→ **Provided passage**:
Start of Block

A Story of Recovery:

No Matter What Don’t Eat


The slogan, “Don’t eat no matter what, no matter what don’t eat,” made no sense to me when I first joined Program. I just couldn’t wrap my brain around this concept. After all, I had to eat my meals, right? So what exactly did they mean by this slogan?

After pondering that thought, I realized that people in FA meant not to eat food that wasn’t committed that day if emotions or boredom sent me looking to see what might be in my fridge or cupboards. Oh, that’s what they mean! But, isn’t that what I’ve never been able to avoid doing before? I mean: That’s why I’m here in FA. HELP!

I (a visual learner) came up with a technique that helped me understand and become more “neutral” around my food:

When I was growing up in Wilmington, Delaware, there was a huge medical center for children with spinal injuries. It was converted from an old estate built back in the times of the American Revolution. The buildings looked like castles, with towers and steeples. The enormous estate was surrounded entirely by a very high stone wall. On top of the stones, shards of very pointy chunks of broken glass were embedded with cement. It looked very foreboding. I often asked my mother why this wall had glass on top of it. She told me that it was to protect the residents of the estate. Anyone trying to climb over the wall would get hurt so badly that they would never make it inside. Hence, nothing could hurt the people within the walls. Wow! That seemed ingenious to me and impressed my young mind very much. I felt that the children recovering within those hospital walls were safe from any danger.

I took that image of this high and secure wall with shards of dangerous glass, and mentally put my abstinent food behind it. Then I imagined that my emotions were on the outside of this wall. I pictured that no matter what was happened on the “emotions” side of the wall—whether I was feeling stressed, bored, crazy, angry, happy, sad, or anxious—that none of those feelings could come inside and make any alterations to my abstinence. I made a strict separation from my food and everything else.

For over seven years of back-to-back abstinence and 90-plus pounds of maintained weight loss, I’ve never come up with an emotional situation that has come in contact with my food. No matter what is going on outside my glass-covered walls, I know my food is safe and sound. I don’t eat—no matter what!

End of Block

→ **Entries shown**:
Start of Block

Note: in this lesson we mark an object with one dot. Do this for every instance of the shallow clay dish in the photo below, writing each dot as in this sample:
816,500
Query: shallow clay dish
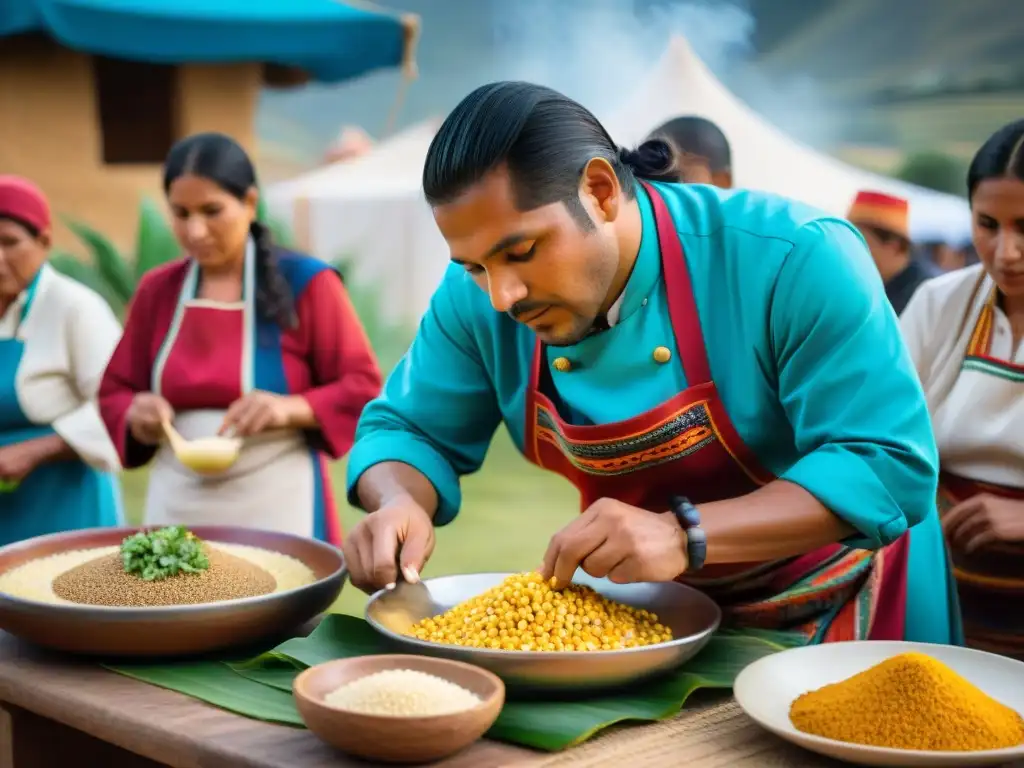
173,630
397,739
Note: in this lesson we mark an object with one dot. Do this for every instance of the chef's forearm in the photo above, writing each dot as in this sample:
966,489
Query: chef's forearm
390,481
778,520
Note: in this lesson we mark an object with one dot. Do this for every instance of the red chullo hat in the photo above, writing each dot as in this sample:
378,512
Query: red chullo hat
22,200
882,211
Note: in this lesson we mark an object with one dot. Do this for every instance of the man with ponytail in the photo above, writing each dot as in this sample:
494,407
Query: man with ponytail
718,373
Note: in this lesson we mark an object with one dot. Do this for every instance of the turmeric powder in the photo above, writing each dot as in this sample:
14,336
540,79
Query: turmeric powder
909,701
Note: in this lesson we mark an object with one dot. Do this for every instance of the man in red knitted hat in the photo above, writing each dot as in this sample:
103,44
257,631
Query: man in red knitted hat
884,220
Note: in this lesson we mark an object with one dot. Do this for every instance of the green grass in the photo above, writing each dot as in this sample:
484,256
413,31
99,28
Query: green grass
510,510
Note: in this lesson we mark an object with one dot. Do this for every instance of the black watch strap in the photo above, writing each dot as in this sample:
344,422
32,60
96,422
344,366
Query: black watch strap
689,520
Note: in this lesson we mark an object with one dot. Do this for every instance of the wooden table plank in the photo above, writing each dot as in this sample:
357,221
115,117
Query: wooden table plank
172,728
39,689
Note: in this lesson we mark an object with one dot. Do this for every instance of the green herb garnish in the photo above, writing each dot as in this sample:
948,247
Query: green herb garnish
159,554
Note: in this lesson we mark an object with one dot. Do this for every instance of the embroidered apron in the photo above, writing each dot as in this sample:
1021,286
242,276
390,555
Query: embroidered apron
273,483
66,495
689,445
983,417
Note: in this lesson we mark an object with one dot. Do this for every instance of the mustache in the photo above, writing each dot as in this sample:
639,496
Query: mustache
521,308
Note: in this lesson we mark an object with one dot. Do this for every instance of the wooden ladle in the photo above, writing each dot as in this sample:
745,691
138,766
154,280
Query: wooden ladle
205,456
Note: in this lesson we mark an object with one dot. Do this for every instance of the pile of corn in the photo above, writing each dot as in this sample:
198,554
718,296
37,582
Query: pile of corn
524,612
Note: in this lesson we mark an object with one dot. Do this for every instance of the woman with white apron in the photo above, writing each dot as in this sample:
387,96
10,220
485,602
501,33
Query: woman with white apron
56,461
240,339
966,333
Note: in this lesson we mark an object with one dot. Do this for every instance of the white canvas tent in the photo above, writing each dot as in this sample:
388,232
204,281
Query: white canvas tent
763,157
372,211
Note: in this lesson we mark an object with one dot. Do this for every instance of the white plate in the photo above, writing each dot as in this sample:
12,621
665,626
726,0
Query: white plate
767,688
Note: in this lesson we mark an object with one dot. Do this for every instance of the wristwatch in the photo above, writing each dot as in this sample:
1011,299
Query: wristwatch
689,520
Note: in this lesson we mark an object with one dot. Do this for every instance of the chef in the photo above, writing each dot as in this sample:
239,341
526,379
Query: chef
719,375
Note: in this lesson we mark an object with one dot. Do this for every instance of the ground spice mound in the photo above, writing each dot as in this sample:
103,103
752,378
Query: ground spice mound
909,701
103,582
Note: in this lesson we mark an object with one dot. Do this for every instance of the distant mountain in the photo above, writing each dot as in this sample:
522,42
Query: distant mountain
853,65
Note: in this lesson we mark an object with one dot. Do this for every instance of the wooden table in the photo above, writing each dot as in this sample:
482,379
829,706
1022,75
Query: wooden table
54,711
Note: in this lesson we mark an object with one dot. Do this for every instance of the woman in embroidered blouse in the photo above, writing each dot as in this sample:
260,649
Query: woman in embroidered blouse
966,334
238,337
55,337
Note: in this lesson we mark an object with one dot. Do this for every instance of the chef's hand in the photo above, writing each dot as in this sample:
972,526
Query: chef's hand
16,462
145,418
614,540
255,413
372,550
983,520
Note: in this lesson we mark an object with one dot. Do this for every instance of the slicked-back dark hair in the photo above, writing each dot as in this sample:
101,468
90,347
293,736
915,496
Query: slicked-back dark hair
999,157
546,140
697,136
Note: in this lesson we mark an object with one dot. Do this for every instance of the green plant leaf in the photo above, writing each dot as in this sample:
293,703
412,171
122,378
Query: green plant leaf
217,684
548,724
154,555
155,243
108,261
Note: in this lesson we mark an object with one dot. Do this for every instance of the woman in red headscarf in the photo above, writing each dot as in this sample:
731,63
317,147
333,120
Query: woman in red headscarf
56,461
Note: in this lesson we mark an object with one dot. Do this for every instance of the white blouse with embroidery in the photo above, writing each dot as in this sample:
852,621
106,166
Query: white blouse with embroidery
70,334
977,398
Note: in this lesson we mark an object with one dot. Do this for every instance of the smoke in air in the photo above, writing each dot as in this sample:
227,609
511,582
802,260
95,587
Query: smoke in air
596,50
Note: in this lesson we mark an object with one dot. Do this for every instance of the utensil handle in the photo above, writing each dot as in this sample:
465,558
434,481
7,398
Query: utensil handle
175,438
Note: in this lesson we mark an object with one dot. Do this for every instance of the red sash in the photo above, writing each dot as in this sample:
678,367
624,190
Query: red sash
688,445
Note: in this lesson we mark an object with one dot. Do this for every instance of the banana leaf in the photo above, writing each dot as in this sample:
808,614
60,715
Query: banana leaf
109,262
264,683
155,243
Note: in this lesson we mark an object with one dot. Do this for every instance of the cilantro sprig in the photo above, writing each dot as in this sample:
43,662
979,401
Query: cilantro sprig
154,555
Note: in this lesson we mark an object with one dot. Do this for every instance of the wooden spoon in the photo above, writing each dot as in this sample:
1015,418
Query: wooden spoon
178,443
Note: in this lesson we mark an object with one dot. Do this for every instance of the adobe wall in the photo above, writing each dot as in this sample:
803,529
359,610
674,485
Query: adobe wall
49,131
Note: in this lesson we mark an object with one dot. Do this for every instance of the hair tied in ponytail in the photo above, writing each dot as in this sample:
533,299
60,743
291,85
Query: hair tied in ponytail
654,160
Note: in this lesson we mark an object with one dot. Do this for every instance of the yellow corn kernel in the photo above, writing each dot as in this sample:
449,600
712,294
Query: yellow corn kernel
526,613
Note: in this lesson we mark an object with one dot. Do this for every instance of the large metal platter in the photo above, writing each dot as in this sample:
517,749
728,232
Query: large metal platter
690,614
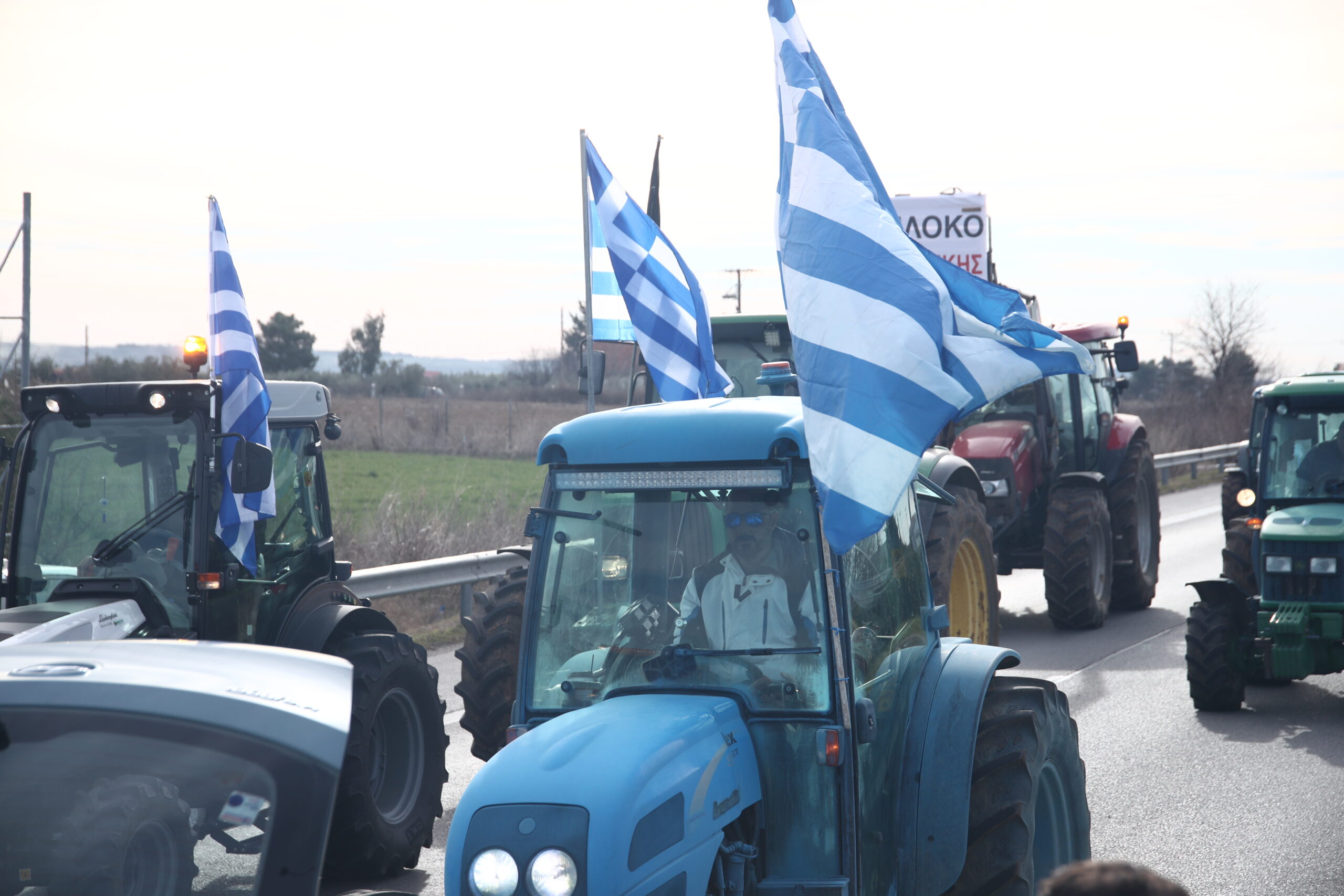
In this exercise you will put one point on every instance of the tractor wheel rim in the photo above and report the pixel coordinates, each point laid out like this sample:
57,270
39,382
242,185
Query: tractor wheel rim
1053,842
968,594
1144,531
150,867
397,757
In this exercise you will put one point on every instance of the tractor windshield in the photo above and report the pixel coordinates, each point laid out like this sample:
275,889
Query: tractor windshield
1304,449
682,587
108,496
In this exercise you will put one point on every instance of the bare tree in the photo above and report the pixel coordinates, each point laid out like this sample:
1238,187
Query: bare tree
1223,332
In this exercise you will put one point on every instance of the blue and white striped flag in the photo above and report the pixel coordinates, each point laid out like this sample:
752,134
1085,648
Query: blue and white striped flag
891,342
662,296
245,402
611,320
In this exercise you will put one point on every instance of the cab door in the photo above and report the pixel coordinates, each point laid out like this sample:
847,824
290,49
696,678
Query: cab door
886,586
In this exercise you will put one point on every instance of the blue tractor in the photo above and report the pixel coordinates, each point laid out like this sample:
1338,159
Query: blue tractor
711,702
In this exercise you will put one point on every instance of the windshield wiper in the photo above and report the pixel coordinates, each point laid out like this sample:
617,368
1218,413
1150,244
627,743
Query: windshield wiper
119,543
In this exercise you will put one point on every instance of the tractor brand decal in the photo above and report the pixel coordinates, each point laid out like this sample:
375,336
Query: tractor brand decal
270,698
956,226
733,800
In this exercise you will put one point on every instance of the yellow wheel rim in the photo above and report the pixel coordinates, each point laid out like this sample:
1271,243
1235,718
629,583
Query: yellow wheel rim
968,598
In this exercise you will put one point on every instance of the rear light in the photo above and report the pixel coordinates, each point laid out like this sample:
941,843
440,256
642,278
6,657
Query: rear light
828,747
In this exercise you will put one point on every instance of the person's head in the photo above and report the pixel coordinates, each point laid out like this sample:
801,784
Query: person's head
749,519
1108,879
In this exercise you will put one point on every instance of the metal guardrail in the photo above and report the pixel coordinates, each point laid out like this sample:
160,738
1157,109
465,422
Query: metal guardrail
440,573
1194,457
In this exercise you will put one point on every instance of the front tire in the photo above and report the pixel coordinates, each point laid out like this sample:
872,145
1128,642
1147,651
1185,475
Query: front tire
490,662
1136,519
960,547
128,836
1077,558
1028,797
393,778
1215,679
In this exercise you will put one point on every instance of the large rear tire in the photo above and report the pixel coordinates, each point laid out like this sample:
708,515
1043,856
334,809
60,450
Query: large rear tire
1215,679
1233,483
392,784
128,836
490,661
960,547
1238,562
1077,558
1028,797
1136,520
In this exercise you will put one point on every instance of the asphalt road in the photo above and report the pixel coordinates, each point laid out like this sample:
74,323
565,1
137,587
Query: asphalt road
1241,804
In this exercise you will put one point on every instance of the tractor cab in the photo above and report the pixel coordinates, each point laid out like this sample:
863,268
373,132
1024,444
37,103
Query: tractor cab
1277,613
709,699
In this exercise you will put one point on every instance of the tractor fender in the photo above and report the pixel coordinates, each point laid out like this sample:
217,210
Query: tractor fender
328,609
1083,480
934,804
637,789
945,469
1220,592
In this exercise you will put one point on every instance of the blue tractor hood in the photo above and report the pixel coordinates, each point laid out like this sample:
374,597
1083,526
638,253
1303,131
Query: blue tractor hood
637,789
702,431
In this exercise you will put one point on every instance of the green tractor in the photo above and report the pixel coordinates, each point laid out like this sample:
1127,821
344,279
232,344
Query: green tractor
1277,613
112,500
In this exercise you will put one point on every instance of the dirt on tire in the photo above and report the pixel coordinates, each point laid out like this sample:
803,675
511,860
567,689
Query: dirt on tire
365,842
1213,632
1133,495
1077,558
1025,726
494,629
1238,562
948,529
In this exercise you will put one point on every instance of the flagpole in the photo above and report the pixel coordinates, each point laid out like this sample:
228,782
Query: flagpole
588,268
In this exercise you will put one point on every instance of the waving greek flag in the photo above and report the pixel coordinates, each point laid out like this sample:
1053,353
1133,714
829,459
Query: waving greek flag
662,296
891,342
245,402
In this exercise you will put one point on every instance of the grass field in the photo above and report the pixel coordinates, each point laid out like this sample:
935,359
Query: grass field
359,480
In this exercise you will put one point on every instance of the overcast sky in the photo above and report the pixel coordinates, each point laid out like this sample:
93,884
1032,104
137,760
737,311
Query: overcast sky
423,157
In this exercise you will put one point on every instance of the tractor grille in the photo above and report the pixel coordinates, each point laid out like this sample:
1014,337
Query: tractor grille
1300,585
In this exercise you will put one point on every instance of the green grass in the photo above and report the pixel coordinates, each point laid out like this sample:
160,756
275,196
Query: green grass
359,480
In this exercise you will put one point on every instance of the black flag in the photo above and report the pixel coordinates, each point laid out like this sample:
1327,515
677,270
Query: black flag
652,208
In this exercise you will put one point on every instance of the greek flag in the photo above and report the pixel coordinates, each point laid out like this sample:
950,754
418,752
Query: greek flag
891,342
662,296
611,320
244,400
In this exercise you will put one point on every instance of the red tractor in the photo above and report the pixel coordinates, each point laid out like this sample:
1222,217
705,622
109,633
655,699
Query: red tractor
1070,486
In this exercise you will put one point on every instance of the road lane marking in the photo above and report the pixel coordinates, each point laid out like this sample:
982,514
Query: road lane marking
1115,653
1193,515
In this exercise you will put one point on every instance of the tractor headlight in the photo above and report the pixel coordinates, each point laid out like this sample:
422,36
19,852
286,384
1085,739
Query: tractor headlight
494,873
995,488
553,873
1278,563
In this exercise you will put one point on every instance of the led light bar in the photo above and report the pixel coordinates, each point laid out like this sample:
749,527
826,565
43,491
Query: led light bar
772,477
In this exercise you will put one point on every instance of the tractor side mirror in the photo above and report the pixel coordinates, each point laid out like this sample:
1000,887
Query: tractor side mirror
252,468
598,373
1127,356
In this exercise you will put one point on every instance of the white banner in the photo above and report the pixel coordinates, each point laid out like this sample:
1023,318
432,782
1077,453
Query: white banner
956,226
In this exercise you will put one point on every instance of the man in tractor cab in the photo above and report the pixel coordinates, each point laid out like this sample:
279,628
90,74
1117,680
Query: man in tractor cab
1321,471
756,594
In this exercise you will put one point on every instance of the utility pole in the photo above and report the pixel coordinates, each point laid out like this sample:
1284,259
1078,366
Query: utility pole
27,288
737,294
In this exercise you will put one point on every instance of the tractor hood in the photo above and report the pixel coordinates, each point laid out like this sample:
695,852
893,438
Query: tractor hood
636,789
1306,523
992,440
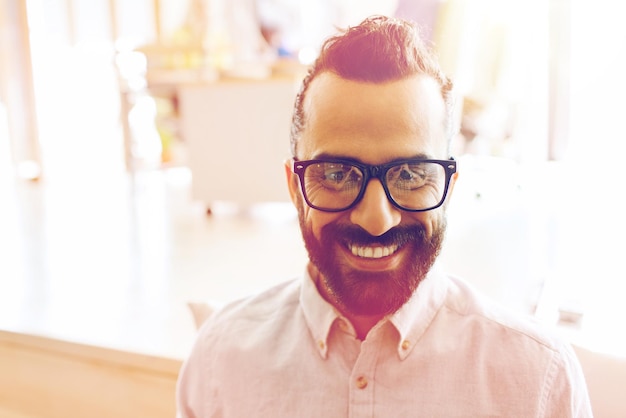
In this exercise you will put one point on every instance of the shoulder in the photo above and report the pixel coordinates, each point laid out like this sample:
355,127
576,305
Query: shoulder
498,320
269,306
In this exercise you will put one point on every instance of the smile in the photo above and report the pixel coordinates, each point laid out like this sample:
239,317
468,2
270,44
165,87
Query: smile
373,252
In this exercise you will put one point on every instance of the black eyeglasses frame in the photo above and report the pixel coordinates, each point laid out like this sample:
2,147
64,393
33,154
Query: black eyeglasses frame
374,171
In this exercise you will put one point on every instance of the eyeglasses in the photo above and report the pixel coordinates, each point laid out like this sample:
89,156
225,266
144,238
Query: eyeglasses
414,185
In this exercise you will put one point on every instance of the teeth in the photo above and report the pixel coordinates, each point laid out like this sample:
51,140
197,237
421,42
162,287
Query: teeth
373,252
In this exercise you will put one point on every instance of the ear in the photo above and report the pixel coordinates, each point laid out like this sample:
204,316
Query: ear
293,182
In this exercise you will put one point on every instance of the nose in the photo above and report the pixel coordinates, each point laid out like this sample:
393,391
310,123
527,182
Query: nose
374,212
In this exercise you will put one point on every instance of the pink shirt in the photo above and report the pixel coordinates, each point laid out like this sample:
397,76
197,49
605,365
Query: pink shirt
447,353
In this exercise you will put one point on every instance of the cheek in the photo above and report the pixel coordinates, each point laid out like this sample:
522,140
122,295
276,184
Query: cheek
316,220
430,220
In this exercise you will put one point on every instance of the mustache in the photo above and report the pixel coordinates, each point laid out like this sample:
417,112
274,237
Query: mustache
354,234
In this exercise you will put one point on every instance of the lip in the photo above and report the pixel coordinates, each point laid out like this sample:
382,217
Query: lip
385,258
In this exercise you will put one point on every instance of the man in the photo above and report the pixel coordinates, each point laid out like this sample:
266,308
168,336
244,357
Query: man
373,329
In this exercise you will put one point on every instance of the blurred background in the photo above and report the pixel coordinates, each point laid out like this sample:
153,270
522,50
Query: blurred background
123,123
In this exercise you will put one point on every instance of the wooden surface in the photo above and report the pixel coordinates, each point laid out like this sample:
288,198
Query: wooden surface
48,378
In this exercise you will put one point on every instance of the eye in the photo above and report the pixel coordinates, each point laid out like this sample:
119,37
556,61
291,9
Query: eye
335,173
407,176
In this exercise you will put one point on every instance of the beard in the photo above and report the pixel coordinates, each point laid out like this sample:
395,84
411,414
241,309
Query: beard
372,292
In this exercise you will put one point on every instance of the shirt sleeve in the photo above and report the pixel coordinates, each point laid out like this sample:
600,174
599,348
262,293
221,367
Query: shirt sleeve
567,394
190,390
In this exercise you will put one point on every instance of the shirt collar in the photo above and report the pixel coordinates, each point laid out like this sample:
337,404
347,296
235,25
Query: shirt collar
411,320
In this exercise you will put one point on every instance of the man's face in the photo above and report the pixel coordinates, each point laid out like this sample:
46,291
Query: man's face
372,257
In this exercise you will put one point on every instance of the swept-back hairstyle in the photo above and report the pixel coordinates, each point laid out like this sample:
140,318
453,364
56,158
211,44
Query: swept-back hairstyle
378,50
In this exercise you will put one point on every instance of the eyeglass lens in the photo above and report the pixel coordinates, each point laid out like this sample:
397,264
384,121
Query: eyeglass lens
411,185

End of Block

→ **Your task**: What did the mother in the recovery story say the glass on top of the wall was for? The records have no role here.

→ **Final answer**: To protect the residents of the estate.